## THE PROBLEM
Lines outside the range are not wanted. Give again exactly the lines between the line holding "Would you mind indicating the dresser" and the line holding "Target: wooden ceiling beam", inclusive, from the listing below.

## SOURCE INFORMATION

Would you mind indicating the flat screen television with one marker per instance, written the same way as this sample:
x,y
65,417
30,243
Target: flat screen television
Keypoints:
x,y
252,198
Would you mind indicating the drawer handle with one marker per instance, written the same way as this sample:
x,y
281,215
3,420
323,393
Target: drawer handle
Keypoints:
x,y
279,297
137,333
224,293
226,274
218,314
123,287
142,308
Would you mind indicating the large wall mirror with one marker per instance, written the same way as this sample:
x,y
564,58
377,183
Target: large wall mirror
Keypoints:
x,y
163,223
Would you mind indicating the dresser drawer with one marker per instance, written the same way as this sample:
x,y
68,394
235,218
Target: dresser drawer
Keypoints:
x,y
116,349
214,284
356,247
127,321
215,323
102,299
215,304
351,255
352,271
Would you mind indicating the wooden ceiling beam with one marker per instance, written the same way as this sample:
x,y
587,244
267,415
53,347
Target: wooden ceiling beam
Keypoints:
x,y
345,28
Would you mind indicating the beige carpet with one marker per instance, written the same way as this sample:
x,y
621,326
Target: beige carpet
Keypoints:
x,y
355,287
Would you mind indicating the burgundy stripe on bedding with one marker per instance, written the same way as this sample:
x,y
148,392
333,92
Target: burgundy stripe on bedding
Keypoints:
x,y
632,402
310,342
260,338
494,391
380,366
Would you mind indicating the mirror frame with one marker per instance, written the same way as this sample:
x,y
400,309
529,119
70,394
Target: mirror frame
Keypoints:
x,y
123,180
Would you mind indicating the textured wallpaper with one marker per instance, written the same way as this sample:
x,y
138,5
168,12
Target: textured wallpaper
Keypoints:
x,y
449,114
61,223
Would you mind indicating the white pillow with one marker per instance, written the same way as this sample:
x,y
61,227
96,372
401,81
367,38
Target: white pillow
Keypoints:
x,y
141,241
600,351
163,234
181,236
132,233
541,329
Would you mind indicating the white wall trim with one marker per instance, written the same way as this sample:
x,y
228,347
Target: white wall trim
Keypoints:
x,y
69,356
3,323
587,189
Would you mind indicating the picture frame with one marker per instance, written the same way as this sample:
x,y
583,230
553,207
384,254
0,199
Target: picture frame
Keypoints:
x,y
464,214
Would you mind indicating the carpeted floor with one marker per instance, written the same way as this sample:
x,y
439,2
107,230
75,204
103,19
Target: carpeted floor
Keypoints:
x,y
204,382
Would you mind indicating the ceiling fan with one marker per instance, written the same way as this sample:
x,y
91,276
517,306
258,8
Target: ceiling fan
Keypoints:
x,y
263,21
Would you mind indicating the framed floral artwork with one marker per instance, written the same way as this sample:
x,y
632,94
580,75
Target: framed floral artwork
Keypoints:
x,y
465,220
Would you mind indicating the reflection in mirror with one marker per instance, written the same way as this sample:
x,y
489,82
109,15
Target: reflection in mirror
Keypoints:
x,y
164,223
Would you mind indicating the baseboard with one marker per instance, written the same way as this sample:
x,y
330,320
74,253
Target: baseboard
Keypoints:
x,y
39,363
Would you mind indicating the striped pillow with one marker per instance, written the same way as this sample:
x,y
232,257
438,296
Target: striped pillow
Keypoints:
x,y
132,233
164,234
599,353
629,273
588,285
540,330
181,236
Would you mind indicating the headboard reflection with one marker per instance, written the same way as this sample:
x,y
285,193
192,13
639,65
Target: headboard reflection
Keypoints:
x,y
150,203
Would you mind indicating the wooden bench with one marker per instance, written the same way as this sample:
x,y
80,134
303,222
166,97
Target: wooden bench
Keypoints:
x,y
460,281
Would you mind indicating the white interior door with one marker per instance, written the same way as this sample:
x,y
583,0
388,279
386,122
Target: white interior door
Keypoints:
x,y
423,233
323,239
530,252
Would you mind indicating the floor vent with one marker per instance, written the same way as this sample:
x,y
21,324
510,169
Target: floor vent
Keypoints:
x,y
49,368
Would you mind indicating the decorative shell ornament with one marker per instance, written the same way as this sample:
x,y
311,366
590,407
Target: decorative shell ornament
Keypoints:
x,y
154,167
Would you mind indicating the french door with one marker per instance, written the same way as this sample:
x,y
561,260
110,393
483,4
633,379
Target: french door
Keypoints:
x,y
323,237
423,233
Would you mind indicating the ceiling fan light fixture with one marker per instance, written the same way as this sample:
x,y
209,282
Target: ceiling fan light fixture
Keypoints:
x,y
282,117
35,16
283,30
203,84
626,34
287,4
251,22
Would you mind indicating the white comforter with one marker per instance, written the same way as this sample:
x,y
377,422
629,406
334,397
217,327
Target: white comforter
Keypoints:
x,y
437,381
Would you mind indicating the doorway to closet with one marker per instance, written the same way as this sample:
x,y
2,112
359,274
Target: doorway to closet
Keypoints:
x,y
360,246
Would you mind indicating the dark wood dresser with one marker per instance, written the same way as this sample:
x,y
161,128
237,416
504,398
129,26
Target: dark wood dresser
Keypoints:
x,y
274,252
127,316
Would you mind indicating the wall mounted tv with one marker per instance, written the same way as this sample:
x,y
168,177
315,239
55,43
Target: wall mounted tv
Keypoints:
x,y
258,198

## ANSWER SPACE
Would you mind indicating the dresser drawer with one marker per instance, written the same way as this sample:
x,y
68,394
235,218
Target: dresser drawer
Keypoints:
x,y
116,349
214,284
356,247
127,321
215,323
102,299
215,304
351,255
352,271
Would you mind indicating the wooden ceiling beam with one marker per instance, written the same way as this sample:
x,y
587,244
267,415
53,347
Target: wooden ceiling beam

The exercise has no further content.